Page text

>> start

Led by Xuanhe Zhao, a professor of mechanical engineering and civil and environmental engineering, the research team has developed a way to 3D print neural probes and other electronic devices that are as soft and flexible as rubber.
The team transformed the consistency of an electrically conductive polymer from a liquid-like substance into something closer to viscous toothpaste. That material can be fed through a conventional 3D printer to make stable, electrically conductive patterns.
The team modified poly (3,4-ethylenedioxythiophene) polystyrene sulfonate, or PEDOT:PSS, a conducting polymer typically supplied in the form of an inky, dark blue liquid. The liquid is a mixture of water and PEDOT:PSS nanofibers. Nanofibers provide conductivity when they come in contact, act as a sort of tunnel through which any electrical charge can flow.
To thicken the polymer while retaining the material’s inherent electrical conductivity, the team first freeze-dried the material leaving behind a dry matrix of nanofibers. Then they remixed the nanofibers with a solution of water and an organic solvent to form a hydrogel.
They made hydrogels with various concentrations of nanofibers and found that a range between 5% to 8% by weight of nanofibers produced a material that was both electrically conductive and suitable for feeding into a 3D printer.

>> end

Record list
>> start

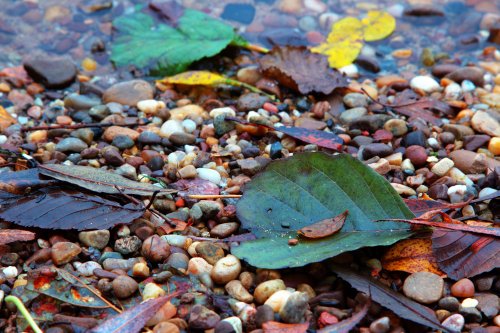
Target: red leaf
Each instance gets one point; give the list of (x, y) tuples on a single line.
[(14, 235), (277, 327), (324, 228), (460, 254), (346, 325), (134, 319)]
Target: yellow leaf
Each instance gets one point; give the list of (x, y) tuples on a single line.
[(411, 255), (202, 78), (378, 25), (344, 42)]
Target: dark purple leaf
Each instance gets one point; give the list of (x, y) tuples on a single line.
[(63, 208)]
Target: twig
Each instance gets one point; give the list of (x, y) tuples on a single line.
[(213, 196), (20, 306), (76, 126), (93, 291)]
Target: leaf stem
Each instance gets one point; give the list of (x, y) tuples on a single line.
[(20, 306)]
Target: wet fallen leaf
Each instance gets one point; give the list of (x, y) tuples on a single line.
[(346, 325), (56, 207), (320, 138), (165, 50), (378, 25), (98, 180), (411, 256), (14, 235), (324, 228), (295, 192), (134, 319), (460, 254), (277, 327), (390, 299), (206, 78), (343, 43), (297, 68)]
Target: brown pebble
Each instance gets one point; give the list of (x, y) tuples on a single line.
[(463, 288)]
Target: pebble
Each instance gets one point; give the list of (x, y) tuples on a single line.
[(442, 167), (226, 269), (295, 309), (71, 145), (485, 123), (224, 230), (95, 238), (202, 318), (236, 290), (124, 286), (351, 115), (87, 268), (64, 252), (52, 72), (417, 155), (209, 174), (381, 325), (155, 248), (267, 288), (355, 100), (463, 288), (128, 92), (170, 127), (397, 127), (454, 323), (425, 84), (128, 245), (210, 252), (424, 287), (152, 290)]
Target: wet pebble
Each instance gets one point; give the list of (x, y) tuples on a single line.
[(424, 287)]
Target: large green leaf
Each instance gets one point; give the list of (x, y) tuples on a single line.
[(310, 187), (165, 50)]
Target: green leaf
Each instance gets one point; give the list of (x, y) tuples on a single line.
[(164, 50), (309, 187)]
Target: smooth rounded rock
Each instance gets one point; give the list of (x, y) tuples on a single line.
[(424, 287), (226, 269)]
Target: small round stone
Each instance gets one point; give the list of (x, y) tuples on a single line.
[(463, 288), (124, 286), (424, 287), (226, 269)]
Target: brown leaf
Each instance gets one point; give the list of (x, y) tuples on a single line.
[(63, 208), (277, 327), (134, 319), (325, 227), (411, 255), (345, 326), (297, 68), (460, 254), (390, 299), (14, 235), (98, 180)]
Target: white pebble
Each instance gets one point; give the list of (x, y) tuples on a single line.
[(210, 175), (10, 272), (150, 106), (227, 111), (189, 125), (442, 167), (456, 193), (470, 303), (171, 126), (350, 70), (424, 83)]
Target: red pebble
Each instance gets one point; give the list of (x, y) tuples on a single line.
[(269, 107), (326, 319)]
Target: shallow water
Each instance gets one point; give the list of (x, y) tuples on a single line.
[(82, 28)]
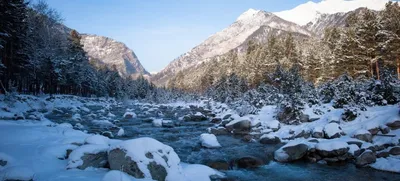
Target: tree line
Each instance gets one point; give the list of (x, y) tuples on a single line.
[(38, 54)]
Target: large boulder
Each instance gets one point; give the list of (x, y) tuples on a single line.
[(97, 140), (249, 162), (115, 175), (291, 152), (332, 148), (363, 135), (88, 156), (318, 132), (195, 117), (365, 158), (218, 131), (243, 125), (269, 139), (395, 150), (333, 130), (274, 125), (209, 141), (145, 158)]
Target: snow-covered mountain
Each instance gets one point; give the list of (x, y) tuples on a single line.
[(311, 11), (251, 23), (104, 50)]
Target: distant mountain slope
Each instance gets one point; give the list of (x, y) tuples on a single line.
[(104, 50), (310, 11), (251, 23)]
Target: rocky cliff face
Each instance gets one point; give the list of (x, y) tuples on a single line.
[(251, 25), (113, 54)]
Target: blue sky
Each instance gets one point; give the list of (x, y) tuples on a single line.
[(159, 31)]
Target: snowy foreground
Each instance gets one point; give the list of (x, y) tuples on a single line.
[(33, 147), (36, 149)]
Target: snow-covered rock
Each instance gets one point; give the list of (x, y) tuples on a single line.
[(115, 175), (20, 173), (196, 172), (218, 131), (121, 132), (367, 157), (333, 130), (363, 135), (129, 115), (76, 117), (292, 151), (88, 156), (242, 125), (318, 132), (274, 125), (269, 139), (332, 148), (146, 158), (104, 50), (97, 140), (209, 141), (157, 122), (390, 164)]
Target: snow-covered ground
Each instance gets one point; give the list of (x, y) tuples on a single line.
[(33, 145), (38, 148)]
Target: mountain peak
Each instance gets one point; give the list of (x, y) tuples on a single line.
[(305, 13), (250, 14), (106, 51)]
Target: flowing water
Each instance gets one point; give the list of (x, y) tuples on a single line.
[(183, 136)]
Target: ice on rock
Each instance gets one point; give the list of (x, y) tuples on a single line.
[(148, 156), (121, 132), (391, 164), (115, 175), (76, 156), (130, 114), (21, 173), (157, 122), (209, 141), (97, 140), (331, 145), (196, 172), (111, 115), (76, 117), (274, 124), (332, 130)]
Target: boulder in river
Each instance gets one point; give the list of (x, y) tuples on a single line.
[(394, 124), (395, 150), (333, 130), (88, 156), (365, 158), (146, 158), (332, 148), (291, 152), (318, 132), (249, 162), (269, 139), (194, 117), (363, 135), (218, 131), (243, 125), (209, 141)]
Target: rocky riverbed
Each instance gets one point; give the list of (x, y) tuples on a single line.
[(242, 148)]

>> end
>> start

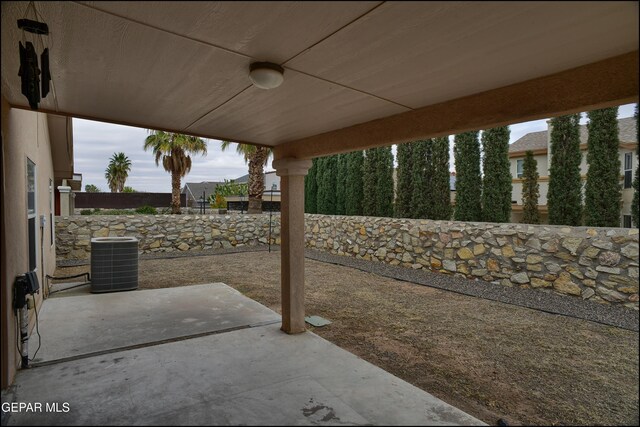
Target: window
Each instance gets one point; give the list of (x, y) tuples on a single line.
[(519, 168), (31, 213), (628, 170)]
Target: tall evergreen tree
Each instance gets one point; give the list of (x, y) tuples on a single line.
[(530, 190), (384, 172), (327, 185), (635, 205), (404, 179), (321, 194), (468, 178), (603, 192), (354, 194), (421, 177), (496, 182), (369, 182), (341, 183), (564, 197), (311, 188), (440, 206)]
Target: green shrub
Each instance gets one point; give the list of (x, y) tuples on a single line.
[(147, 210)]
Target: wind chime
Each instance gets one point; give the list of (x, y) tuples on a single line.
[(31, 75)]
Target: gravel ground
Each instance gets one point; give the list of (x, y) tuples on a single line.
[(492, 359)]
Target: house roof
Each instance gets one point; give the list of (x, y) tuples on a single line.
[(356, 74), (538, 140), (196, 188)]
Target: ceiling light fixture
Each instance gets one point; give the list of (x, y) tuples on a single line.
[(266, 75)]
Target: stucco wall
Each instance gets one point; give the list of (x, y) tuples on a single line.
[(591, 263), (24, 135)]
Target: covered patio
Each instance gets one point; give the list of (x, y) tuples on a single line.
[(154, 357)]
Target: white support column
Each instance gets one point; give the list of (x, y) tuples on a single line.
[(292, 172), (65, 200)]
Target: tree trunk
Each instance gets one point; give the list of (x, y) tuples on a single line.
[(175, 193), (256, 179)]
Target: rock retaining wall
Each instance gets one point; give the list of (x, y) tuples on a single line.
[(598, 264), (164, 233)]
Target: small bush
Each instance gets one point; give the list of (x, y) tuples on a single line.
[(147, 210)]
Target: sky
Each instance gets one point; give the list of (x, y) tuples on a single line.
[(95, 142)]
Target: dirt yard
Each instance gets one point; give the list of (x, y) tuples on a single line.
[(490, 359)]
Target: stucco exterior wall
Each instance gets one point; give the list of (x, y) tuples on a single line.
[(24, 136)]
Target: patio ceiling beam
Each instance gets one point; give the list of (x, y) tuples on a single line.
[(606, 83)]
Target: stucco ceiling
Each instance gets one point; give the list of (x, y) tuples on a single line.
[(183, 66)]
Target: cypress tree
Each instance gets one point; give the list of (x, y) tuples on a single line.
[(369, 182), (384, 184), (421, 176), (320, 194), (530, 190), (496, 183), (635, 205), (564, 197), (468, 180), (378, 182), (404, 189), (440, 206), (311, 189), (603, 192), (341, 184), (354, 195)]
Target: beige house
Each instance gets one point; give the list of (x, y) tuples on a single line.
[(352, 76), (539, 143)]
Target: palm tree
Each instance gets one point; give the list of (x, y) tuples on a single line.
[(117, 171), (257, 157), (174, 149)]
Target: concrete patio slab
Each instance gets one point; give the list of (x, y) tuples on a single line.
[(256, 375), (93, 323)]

>> end
>> start

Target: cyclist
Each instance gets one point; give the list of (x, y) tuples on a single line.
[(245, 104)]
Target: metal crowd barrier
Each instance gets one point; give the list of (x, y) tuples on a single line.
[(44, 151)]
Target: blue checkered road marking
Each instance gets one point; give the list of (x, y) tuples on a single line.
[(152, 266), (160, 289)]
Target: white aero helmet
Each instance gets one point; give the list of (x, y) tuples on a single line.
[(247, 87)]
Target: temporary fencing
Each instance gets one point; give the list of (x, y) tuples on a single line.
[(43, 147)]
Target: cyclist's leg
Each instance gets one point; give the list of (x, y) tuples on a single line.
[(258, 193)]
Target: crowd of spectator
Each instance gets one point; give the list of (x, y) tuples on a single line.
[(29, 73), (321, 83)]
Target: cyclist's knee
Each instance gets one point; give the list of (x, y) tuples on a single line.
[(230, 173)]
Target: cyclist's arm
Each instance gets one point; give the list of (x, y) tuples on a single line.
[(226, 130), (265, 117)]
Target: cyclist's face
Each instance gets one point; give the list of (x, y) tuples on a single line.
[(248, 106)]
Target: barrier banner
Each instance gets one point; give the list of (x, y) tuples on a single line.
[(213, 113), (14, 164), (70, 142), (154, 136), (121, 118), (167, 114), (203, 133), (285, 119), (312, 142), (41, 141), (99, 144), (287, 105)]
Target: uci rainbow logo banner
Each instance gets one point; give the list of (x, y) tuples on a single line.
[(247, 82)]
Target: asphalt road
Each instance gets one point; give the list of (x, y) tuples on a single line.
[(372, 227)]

>> end

Given task A
Reproduce the part of the records that opens with the line containing "Target: smooth rounded rock" and closes with the line containing "[(269, 107), (326, 319)]", including both of those lines.
Given task B
Pick up the passage on 3D-printing a conductive polymer after its last sentence and write the next part.
The records are unrelated to the passage on 3D-printing conductive polymer.

Exercise result A
Target: smooth rounded rock
Each instance gets one point; give the list of (x, y) tuples on a single line.
[(424, 287), (226, 269)]
Target: small round stone
Each instance gets one point; give the list of (x, y) tuples on a single line.
[(463, 288), (124, 286), (424, 287), (226, 269)]
Target: brown leaf
Each instance gets one point; give the list of (x, y) tuples on a single line.
[(63, 208), (277, 327), (134, 319), (325, 227), (411, 255), (345, 326), (297, 68), (460, 254), (390, 299), (14, 235), (98, 180)]
Target: white pebble
Each instance gets one point; give the list of (x, y) tuples on a single line.
[(210, 175), (10, 272), (150, 106), (227, 111), (189, 125), (442, 167), (456, 193), (470, 303), (171, 126), (350, 70), (424, 83)]
Target: red pebble
Each instance gets one point; give the list of (x, y) tuples on a single line.
[(269, 107), (326, 319)]

Exercise result B
As a proof of concept, they printed a small, rubbery electrode, about the size of a piece of confetti. It consisted of a layer of flexible, transparent polymer, over which they printed the conducting polymer, in thin, parallel lines that converge at a tip, measuring about 10µm wide. They implanted the electrode inside a mouse’s brain and found it could pick up electrical signals from a single neuron.
In principle, such soft, hydrogel-based electrodes might be more sensitive than conventional metal electrodes because most metal electrodes conduct electricity in the form of electrons, whereas neurons in the brain produce electrical signals in the form of ions.
“The beauty of a conducting polymer hydrogel is, on top of its soft mechanical properties, it is made of hydrogel, which is ionically conductive, and also a porous sponge of nanofibers, which the ions can flow in and out of,” says Baoyang Lu, one of the co-authors. “Because the electrode’s whole volume is active, its sensitivity is enhanced.”